(SOURCE TEXT)

If neutralizing the threat from al-Qaeda and denying them safe haven in Afghanistan had actually remained the yardstick of success, Washington and its allies could have left the country a decade ago without the nausea we now collectively feel from our failed nation-building effort.
A pivot to long-term strategic competition with China has been overdue for some time, and our prolonged effort in Afghanistan was recognized by the Trump and Biden administrations as distracting the United States from that necessary shift. We can, however, fully expect that this episode will be strategically used by China and Russia to diminish US standing in the world and undermine its leadership of the free-market world order.
Any actions taken from this point forward should account for full Taliban control of Afghanistan. It should likely not involve boots on the ground, and instead rely on allied levers of power that the Taliban care about and leverage military superiority to salvage what we can of our twenty-year legacy, while also protecting against clear human rights violations. We should honor the implicit and explicit promises made to those brave Afghans on the ground who helped allied forces during those two decades.
All of this should be done not just because it is the “right” thing, but because the United States needs to prevent its longest war from being the case study that China and Russia use to convince the rest of the world that they are the better partners. But we should also not allow other regional players to drag the United States back in to serve their interests. We will need discipline to keep our eye on the threat of long-term strategic competition with China.
—Arun Iyer is a nonresident senior fellow in the Scowcroft Center for Strategy and Security. A lifelong New Yorker, he left his career in the financial services industry for military and government service following the attacks of September 11, 2001.
The US needs to flex its diplomatic muscles
With the fall of Kabul, arguments about the prudence of the United States’ abrupt withdrawal from Afghanistan are moot. What matters now is what happens next.
In the short term, Washington should take whatever steps it can to mitigate the impending humanitarian crisis a Taliban takeover might produce. First, it should continue the evacuation of Afghans who worked with the United States, even if it requires committing additional military force. Fortunately, that seems to be happening—though it is unclear if the additional troops President Biden has sent will simply cover the evacuation of the embassy, or Afghans as well. It should do both. Second, the United States should embark on an intensive diplomatic initiative to engage states and other actors who have ties with the Taliban to pressure the group to stop the killing and allow the evacuation to continue.

(End SOURCE TEXT)
(RECORDS SUPPLIED)

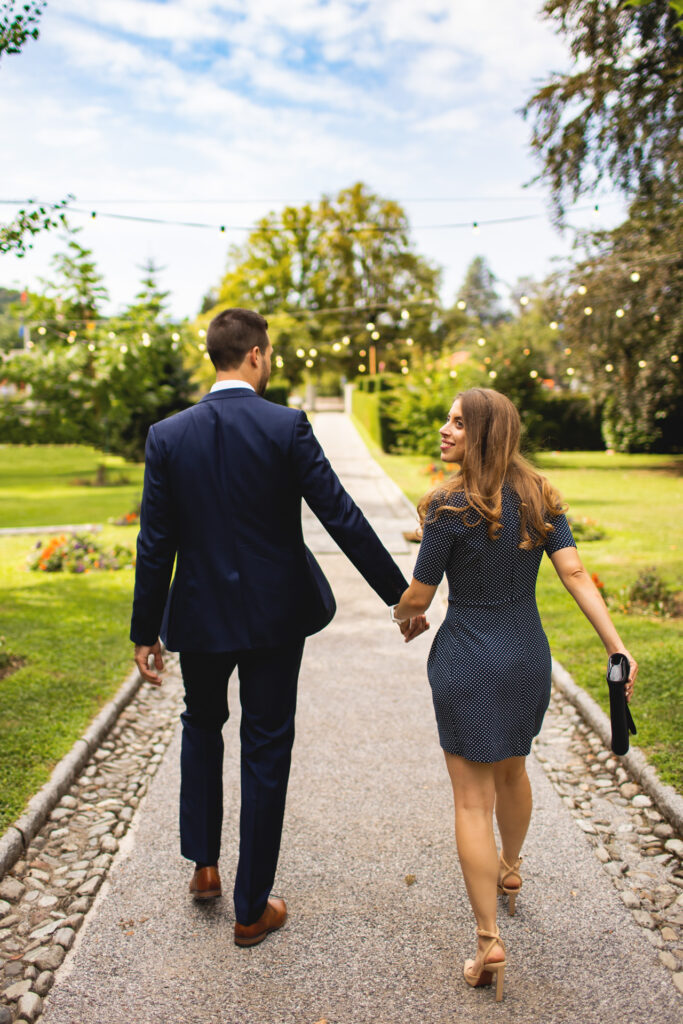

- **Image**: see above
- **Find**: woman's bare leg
[444,752,505,961]
[493,758,531,868]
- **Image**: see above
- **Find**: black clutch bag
[607,654,636,755]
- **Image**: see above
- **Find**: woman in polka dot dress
[392,388,638,999]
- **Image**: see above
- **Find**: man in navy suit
[131,309,426,946]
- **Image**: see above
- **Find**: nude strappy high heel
[498,854,523,918]
[463,928,506,1002]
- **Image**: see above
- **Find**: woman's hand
[398,615,429,643]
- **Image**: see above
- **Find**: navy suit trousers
[180,640,304,925]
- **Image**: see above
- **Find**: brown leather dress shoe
[234,896,287,946]
[189,867,221,899]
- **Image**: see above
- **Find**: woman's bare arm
[548,548,638,700]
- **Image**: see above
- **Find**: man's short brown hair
[206,307,268,370]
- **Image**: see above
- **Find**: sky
[0,0,623,318]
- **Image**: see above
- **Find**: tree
[204,183,439,380]
[523,0,683,216]
[562,188,683,452]
[458,256,505,327]
[0,260,194,460]
[0,0,45,59]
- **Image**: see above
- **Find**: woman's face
[439,398,465,462]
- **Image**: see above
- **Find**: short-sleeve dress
[414,484,575,762]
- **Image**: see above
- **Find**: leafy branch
[0,194,74,258]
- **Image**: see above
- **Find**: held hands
[398,615,429,643]
[135,640,164,686]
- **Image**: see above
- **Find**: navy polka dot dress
[414,485,575,762]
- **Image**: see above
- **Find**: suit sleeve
[292,413,408,604]
[130,427,177,645]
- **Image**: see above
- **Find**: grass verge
[356,422,683,793]
[0,445,142,834]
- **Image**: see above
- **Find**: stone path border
[552,659,683,834]
[0,669,142,880]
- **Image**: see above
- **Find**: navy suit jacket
[130,388,408,651]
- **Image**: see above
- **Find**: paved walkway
[41,414,682,1024]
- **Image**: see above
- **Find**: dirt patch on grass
[0,654,26,679]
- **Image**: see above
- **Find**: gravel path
[0,414,683,1024]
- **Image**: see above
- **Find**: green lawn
[0,445,142,834]
[356,422,683,793]
[0,444,142,527]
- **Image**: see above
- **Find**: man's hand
[398,615,429,643]
[135,640,164,686]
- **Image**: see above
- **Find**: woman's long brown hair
[418,387,566,549]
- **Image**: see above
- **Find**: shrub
[29,534,135,572]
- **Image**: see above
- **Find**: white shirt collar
[209,380,256,394]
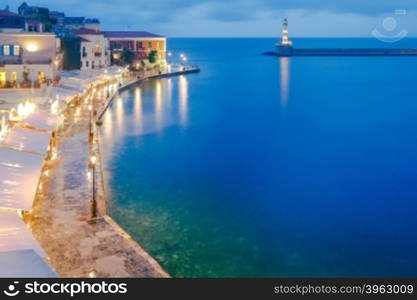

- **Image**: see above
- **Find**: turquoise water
[102,39,417,277]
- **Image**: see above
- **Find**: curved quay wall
[26,68,199,278]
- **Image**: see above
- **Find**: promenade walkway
[27,76,168,277]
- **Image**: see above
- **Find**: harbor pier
[263,19,417,57]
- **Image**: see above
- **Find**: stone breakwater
[25,68,199,278]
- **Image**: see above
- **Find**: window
[13,45,20,55]
[3,45,10,55]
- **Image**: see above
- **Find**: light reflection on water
[279,57,290,109]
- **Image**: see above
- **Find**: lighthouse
[280,19,292,46]
[277,19,292,56]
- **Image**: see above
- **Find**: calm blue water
[102,39,417,277]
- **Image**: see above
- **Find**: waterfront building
[0,9,25,32]
[17,2,49,21]
[0,32,59,87]
[72,28,110,70]
[103,31,167,64]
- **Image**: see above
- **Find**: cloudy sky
[8,0,417,37]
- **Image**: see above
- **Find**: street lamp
[90,154,97,219]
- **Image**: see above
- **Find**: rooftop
[103,31,163,38]
[71,28,103,35]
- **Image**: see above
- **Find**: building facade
[0,32,59,87]
[72,28,110,70]
[104,31,167,63]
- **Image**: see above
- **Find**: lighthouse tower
[280,19,292,46]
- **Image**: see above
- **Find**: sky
[7,0,417,37]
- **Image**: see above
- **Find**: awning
[0,127,51,157]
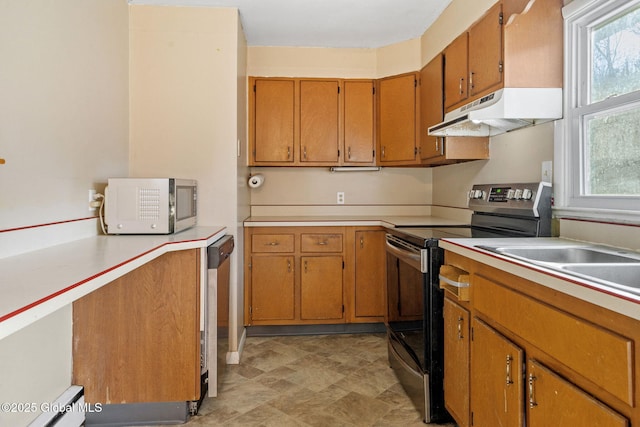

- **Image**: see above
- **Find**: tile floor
[187,334,453,427]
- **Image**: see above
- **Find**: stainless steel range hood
[429,88,562,136]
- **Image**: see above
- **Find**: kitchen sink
[481,246,640,264]
[562,264,640,293]
[478,245,640,294]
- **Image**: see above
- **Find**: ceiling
[129,0,452,48]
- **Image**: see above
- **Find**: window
[559,0,640,222]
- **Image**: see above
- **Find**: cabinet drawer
[471,276,634,405]
[251,234,295,252]
[300,233,342,252]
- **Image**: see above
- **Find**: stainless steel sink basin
[562,264,640,293]
[483,246,640,264]
[479,245,640,295]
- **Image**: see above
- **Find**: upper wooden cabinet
[443,32,469,109]
[343,80,376,165]
[443,0,563,112]
[249,77,375,166]
[249,79,297,165]
[299,80,340,164]
[378,73,419,166]
[419,55,489,166]
[468,3,503,98]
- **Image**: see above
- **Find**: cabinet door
[444,298,469,427]
[300,255,344,320]
[527,359,628,427]
[420,55,444,160]
[469,2,503,96]
[344,80,375,164]
[354,230,386,319]
[444,32,469,112]
[300,80,340,164]
[471,318,524,427]
[378,73,417,163]
[252,79,295,163]
[250,255,295,321]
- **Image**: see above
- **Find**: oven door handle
[386,235,424,273]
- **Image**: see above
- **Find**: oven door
[386,235,427,372]
[386,235,450,423]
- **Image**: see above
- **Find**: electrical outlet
[89,190,96,212]
[542,160,553,182]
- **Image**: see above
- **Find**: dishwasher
[203,235,234,397]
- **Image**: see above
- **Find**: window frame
[554,0,640,223]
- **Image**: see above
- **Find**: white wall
[129,5,249,351]
[0,0,128,230]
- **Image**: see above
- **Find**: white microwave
[104,178,198,234]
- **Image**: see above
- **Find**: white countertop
[244,215,469,228]
[439,237,640,320]
[0,226,225,339]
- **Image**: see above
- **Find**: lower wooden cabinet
[300,255,344,321]
[471,318,524,427]
[444,252,640,427]
[351,230,387,322]
[250,255,295,321]
[245,226,386,326]
[72,249,200,404]
[526,359,628,427]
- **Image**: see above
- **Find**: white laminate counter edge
[0,227,226,339]
[244,215,468,228]
[439,238,640,320]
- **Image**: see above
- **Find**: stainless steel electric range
[386,182,551,423]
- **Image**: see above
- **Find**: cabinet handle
[529,374,538,408]
[507,354,513,385]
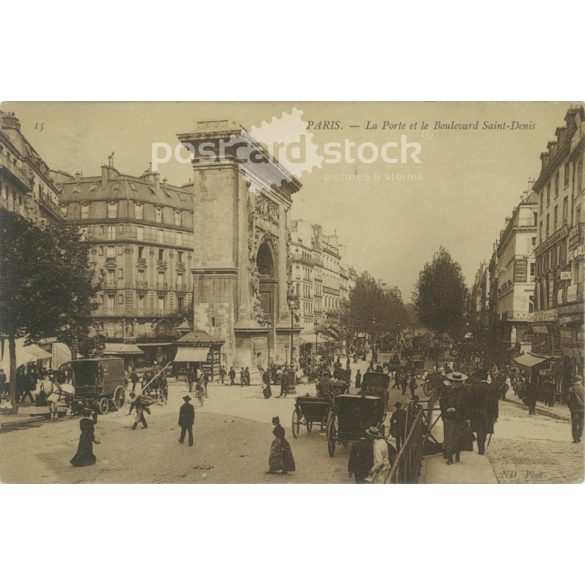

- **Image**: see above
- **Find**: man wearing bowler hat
[179,396,195,447]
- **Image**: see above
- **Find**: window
[138,295,144,315]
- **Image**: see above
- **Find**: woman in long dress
[268,416,296,474]
[439,372,470,465]
[70,418,99,467]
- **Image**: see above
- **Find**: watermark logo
[152,108,422,177]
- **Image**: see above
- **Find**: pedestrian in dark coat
[179,396,195,447]
[390,401,406,451]
[439,372,473,465]
[280,370,288,397]
[347,437,374,483]
[567,376,585,443]
[267,416,296,475]
[128,396,150,431]
[400,372,408,396]
[468,370,498,455]
[130,369,140,392]
[524,379,538,414]
[69,418,99,467]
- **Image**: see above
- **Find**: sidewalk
[0,404,49,432]
[419,451,498,484]
[506,392,571,421]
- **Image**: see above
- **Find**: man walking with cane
[179,396,195,447]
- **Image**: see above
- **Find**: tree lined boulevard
[0,361,583,483]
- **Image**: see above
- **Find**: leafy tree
[413,246,467,336]
[342,272,408,340]
[0,210,99,413]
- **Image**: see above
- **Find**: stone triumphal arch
[179,121,301,369]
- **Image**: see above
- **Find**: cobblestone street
[487,401,584,483]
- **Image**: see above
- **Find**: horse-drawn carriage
[65,358,126,414]
[327,394,386,457]
[327,372,390,457]
[292,378,349,439]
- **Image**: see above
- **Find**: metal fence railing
[385,410,426,483]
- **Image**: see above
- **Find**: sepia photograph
[0,101,585,490]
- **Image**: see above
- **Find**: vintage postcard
[0,102,585,489]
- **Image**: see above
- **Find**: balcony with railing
[569,222,585,250]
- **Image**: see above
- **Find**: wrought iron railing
[385,410,426,483]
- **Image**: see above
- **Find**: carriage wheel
[98,397,110,414]
[113,386,126,410]
[327,421,337,457]
[292,408,301,439]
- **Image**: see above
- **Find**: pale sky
[2,102,570,300]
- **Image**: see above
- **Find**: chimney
[102,165,110,189]
[2,112,20,130]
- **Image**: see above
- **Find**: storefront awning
[104,343,144,356]
[173,347,209,362]
[514,353,550,368]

(End RECORDS SUPPLIED)

* [EXERCISE INSTRUCTIONS]
• A. Write out the part of the Afghanistan commentary between "In the short" and "evacuation to continue.", inclusive.
• B. According to the Afghanistan commentary, what career did Arun Iyer leave for military and government service?
• C. Extend the Afghanistan commentary, picking up after its final sentence.
The records have no connection to the Afghanistan commentary.

* [RESPONSES BY ITEM NUMBER]
• A.
In the short term, Washington should take whatever steps it can to mitigate the impending humanitarian crisis a Taliban takeover might produce. First, it should continue the evacuation of Afghans who worked with the United States, even if it requires committing additional military force. Fortunately, that seems to be happening—though it is unclear if the additional troops President Biden has sent will simply cover the evacuation of the embassy, or Afghans as well. It should do both. Second, the United States should embark on an intensive diplomatic initiative to engage states and other actors who have ties with the Taliban to pressure the group to stop the killing and allow the evacuation to continue.

• B. A career in the financial services industry.

• C.
In the medium term, the United States needs to address concerns regarding its credibility as a security partner. Simply reassuring allies and partners, of course, will not be enough. Credibility is a function of whether acting on a threat is less costly than failing to act. Deterrence is a function of one’s adversaries believing that cost-benefit balance to be true, as well as the belief that the deterrent threat is capable enough that they will be worse off if they act than if they do not. That’s why US credibility will depend on choosing interests that are clearly worth the cost of achieving them and communicating that to partners and adversaries alike.
In the long term, the United States should build on any previous diplomatic initiative to curtail the Taliban’s humanitarian abuses to further isolate a Taliban government and provide additional leverage, should they decide to violate their agreement with the United States and continue to export terror attacks. Such engagement should not only include traditional partners, such as those in Europe and the Arab Gulf, but also states like China and Pakistan, which could stand to lose if the Taliban takeover disrupts China’s Belt Road Initiative or the China-Pakistan Economic Corridor.
Finally, it may be worth observing that as the Taliban seek to govern Afghanistan, they will become vulnerable in ways they had not been previously. As the Islamic State learned in Iraq and Syria, it is relatively straightforward to hide a guerrilla army in the desert or the mountains. It is much harder to hide a government, an organized military or security force—or, for that matter, an economy. Of course, the United States should not exploit these vulnerabilities gratuitously. However, these are levers that can be pulled not only by the United States, but also by like-minded partners to encourage the Taliban to choose good governance in Afghanistan rather than exporting terror.
—C. Anthony Pfaff is a nonresident senior fellow with the Atlantic Council’s Iraq Initiative and the research professor for the Military Profession and Ethic at the Strategic Studies Institute, US Army War College in Carlisle, PA.
Why ‘hope’ wasn’t enough to save Afghanistan…
Hope is not good foreign policy. While this may seem intuitive, recent events would suggest it’s a topic worth exploring further.
The Biden administration’s decision to pull out of Afghanistan was built on hope that the Afghan military and security services would step up. But hope is an irresponsible concept upon which to base foreign policy—especially when it was widely acknowledged in national security circles that the Afghans were not ready.
It is, or was, common knowledge among those who served in Afghanistan that the Afghan military and security services needed more to succeed: more time for an Afghan identity to take hold in the country; more time to train and professionalize; more support from Afghan political leaders; more outside oversight to reduce corruption and build government institutions.
With the twentieth anniversary of 9/11 rapidly approaching, the abandonment of Afghanistan leaves the country in worse shape than it was when the CIA’s Jawbreaker team arrived in northern Afghanistan to partner up with the Northern Alliance. At least in 2001, there was a credible opposition to the Taliban—which does not exist today. In recent days, hope did not ensure that traditional militia leaders were prepared to remobilize and defend their turf in the north from the anticipated Taliban offensive.
Was the Biden administration hopeful that these traditional leaders would somehow just figure it out? Why did it not provide them any support in the days, weeks, and months before coalition forces were withdrawn, even as just an insurance policy?
One can only hope that the Taliban has somehow transformed over the last twenty years into a liberal, forward-looking political entity that respects those it governs. But I doubt it.
…and why Afghanistan’s women will suffer
Every day that the United States and its coalition partners were in Afghanistan was one more day that girls and women were able to attend school and university, go to work, and move around freely to run errands and visit family and friends.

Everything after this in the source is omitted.